Dataset excerpt
--------------------

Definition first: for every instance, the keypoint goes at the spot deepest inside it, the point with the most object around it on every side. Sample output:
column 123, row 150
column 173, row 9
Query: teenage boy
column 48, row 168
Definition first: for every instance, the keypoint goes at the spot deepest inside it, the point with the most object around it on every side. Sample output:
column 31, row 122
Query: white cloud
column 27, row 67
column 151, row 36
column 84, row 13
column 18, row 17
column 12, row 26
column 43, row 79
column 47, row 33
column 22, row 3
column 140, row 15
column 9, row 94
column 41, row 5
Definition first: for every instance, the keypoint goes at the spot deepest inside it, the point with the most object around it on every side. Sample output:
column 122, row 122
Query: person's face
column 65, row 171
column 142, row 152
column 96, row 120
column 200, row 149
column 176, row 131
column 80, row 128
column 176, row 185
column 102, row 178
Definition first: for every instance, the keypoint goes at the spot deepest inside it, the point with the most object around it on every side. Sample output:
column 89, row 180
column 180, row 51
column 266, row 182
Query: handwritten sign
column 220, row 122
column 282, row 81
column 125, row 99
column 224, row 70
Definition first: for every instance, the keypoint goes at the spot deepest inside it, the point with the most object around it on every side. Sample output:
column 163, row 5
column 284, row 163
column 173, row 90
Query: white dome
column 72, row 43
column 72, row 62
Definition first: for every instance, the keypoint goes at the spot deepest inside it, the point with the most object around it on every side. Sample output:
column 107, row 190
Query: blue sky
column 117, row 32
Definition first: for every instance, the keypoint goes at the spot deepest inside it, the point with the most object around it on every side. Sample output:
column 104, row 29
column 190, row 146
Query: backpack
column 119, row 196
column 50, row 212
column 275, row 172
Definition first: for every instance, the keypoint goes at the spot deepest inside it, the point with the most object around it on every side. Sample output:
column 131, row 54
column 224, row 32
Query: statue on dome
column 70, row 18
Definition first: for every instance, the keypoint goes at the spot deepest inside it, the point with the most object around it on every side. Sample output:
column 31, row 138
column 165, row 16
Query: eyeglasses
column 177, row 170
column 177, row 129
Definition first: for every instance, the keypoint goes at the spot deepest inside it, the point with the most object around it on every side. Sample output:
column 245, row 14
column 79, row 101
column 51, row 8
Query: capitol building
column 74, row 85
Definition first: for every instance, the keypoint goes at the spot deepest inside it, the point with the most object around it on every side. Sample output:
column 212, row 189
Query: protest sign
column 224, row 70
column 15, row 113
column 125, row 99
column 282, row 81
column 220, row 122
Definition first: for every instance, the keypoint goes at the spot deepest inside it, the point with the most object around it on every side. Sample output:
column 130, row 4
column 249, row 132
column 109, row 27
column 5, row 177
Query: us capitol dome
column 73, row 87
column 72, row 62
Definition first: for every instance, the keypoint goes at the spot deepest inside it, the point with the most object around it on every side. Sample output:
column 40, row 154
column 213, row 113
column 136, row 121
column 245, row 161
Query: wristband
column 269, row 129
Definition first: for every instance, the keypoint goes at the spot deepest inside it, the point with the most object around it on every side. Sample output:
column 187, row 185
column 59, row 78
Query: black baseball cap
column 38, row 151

--------------------

» What is being asked: Can you retype the data from its very first line up to and including the line with "column 48, row 168"?

» Full response:
Definition first: for every instance, the keypoint goes at the spot deepest inside it, the point with the most object around it on every side. Sample output:
column 123, row 150
column 173, row 9
Query: teenage boy
column 48, row 168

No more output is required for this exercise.